## EXTRACT PROVIDED:

--- Start ---

The privately-owned, U.K.-based company, which announced the earnings on the first day of the April 15-21 Bauma exhibition in Munich, sold 69,250 machines in 2012, a slight increase over the previous year's 69,000, and grew margins even though the industry sold 845,000 units, or 10% fewer machines, than last year.

Company executives say they benefited from a 20% annual rebound in North American sales as well as increasing demand from Africa, Brazil, Russia and the Middle East. However, JCB and others saw business in China decline 37%, factoring largely into the industry-wide drop in unit sales.

This year, sales are poised to grow modestly as JCB begins to update its lineup to meet U.S. Tier-4 "final" clean-diesel standards that phase in through 2015. The new engines will reduce nitrogen-oxide emissions to near-zero levels.

JCB plans to use selective-catalytic reduction (SCR) for its line of Tier-4 final, four-cylinder EcoMax engines, which will use no diesel particulate filters or diesel oxidation catalysts. The company argues that this design is simpler than companies using all three aftertreatment devices.

Models fitted with JCB's "one-can" aftertreatment system are expected to produce fuel savings of up to 9% over the outgoing Tier-4 interim models. A Bauma, Cummins Inc. unveiled a 3.8-liter, four-cylinder engine design that also only uses SCR in the tailpipe.

--- End ---

## DATASET RECORDS:

--- Start ---

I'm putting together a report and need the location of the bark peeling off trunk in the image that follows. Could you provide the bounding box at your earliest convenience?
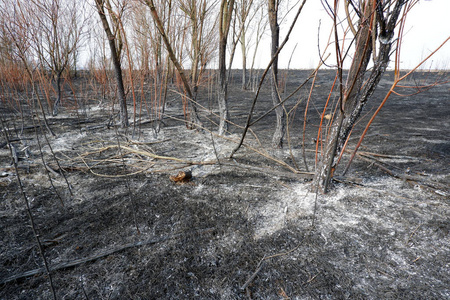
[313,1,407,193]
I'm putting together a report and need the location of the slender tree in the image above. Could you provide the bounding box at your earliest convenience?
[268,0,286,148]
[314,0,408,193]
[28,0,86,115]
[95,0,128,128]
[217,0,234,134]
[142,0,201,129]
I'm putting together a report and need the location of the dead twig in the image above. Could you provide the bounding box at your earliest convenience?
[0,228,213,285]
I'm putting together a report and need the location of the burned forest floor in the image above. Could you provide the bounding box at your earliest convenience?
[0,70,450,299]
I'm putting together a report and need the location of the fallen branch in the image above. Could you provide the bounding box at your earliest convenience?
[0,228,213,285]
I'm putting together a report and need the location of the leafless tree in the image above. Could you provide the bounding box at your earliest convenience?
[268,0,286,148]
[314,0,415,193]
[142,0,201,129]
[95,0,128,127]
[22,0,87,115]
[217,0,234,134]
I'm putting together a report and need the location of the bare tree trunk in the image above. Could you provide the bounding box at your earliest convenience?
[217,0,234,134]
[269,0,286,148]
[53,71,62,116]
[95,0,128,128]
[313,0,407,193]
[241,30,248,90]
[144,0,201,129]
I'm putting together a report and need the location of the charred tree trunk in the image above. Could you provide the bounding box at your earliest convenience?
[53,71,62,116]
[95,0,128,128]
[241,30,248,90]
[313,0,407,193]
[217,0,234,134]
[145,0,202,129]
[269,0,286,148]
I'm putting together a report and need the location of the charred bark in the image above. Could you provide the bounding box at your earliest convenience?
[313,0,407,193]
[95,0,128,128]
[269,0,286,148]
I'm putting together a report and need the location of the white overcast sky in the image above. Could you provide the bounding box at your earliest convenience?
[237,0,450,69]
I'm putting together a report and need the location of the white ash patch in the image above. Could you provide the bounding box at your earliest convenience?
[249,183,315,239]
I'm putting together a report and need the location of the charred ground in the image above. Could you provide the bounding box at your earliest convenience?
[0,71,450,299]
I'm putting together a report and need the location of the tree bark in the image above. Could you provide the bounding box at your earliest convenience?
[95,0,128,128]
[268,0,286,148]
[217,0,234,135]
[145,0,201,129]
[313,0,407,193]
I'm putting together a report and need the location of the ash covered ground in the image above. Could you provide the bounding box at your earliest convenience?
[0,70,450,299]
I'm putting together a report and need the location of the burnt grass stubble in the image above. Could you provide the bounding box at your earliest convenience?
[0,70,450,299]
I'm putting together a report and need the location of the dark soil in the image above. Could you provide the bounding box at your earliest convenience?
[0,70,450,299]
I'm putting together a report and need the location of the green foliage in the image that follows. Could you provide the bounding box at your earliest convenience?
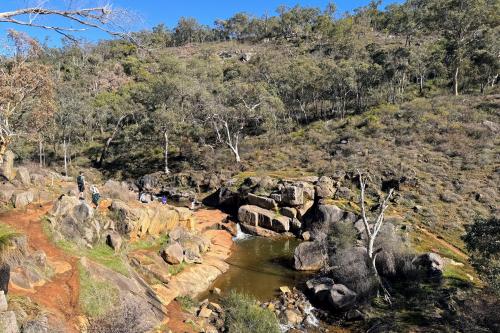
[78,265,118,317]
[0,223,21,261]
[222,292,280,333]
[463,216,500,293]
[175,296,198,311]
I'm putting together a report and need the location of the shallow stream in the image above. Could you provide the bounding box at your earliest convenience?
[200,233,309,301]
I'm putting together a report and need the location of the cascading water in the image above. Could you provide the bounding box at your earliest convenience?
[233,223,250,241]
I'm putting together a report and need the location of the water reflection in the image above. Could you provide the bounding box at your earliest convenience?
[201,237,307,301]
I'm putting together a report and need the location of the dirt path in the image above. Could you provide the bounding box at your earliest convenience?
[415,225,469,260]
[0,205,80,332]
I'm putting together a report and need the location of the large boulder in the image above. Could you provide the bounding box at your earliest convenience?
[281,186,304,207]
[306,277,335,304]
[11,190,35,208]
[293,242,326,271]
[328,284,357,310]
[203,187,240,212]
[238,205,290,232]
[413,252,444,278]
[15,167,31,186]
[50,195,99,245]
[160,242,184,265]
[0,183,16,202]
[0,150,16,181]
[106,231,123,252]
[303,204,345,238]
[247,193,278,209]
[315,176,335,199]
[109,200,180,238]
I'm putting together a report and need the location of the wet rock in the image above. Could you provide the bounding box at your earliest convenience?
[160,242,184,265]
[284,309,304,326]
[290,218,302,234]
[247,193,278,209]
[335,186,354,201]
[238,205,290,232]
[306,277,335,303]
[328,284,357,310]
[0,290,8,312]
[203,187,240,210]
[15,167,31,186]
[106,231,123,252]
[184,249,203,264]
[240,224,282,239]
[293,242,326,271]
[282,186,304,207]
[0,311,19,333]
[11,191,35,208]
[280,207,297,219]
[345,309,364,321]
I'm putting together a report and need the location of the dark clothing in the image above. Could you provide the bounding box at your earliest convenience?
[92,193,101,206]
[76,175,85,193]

--- End ---

## STATED TASK 1:
Using the text on JCB's sales and engines, decide whether each statement agrees with it: (a) JCB sold more machines in 2012 than in the year before; (b) JCB's Tier-4 final EcoMax engines will use diesel particulate filters; (c) business in China rose 37%. Answer yes or no for each and quote the deciding words.
## STATED TASK 2:
Locate each line of the records that contains the string "dark", and copy every such line. Case counts.

## EXERCISE OUTPUT 1:
(a) Yes: "sold 69,250 machines in 2012, a slight increase over the previous year's 69,000"
(b) No: "which will use no diesel particulate filters or diesel oxidation catalysts"
(c) No: "JCB and others saw business in China decline 37%"

## EXERCISE OUTPUT 2:
I'm putting together a report and need the location of the dark soil in the image above. Could you provide the bounding box at your earliest convenience?
I'm putting together a report and need the location of the dark clothing in the image above. Could you provide the bounding box at your earliest convenience?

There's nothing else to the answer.